● **Assignment**
From the article about Africa's share of COVID-19 vaccines, return the passage between "FILE - Matshidiso" and "May 23, 2018.", inclusive, copied word for word.

Africa Gets Only Fraction of COVID-19 Vaccines, WHO Says

FILE - Matshidiso Moeti, World Health Organization (WHO) Regional Director for Africa attends a briefing for World Health Assembly (WHA) delegates on the Ebola outbreak response in Democratic Republic of the Congo, Geneva, Switzerland, May 23, 2018.

The World Health Organization (WHO) said Thursday the inequity of COVID-19 vaccine distribution is being felt most acutely in Africa where only a fraction of the world’s 600 million doses has been administered.

Speaking during a virtual news briefing from the agency’s Africa headquarters in Congo-Brazzaville, WHO Regional Director for Africa Matshidiso Moeti said vaccination is a lifesaving tool in the response to the pandemic, but distribution inequities have left a billion Africans marginalized in what she called “this historic march to end the pandemic.”

Saved entries:
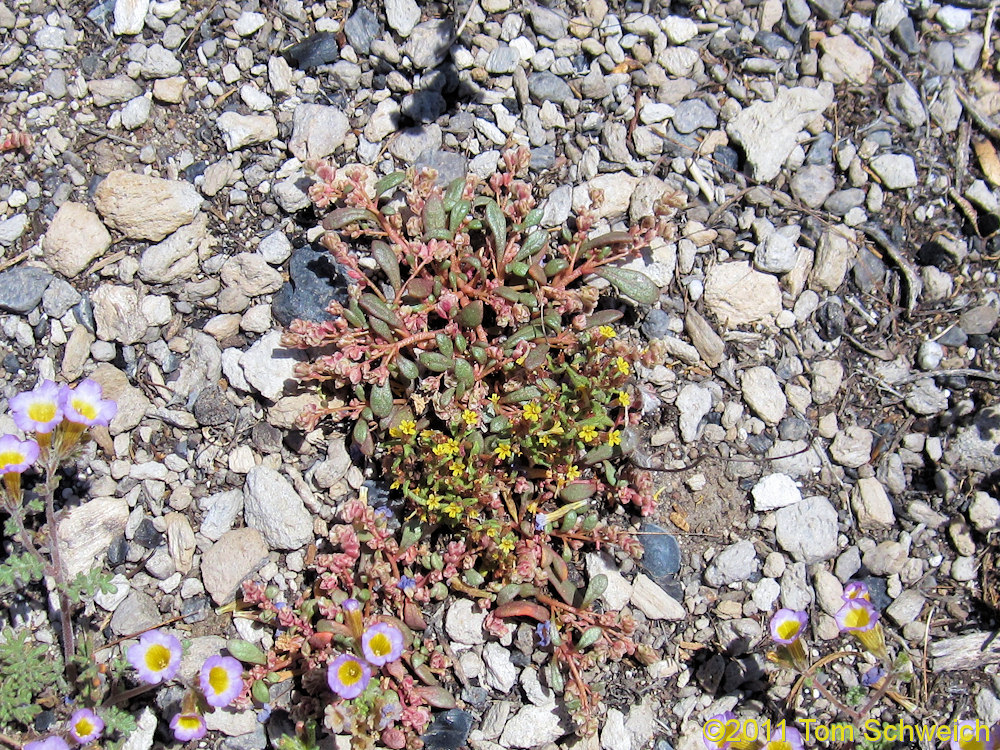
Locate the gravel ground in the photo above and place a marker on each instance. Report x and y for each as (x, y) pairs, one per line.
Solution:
(825, 409)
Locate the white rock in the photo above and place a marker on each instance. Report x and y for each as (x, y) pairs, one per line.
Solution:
(75, 238)
(532, 726)
(871, 504)
(654, 602)
(464, 623)
(268, 366)
(737, 294)
(775, 491)
(762, 393)
(317, 131)
(143, 207)
(130, 17)
(273, 507)
(240, 131)
(768, 131)
(87, 531)
(501, 674)
(808, 529)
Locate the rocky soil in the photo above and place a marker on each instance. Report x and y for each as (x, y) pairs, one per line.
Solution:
(827, 411)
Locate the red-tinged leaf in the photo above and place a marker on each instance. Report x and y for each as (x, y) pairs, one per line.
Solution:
(436, 696)
(522, 609)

● **Finished task**
FILE - Matshidiso Moeti, World Health Organization (WHO) Regional Director for Africa attends a briefing for World Health Assembly (WHA) delegates on the Ebola outbreak response in Democratic Republic of the Congo, Geneva, Switzerland, May 23, 2018.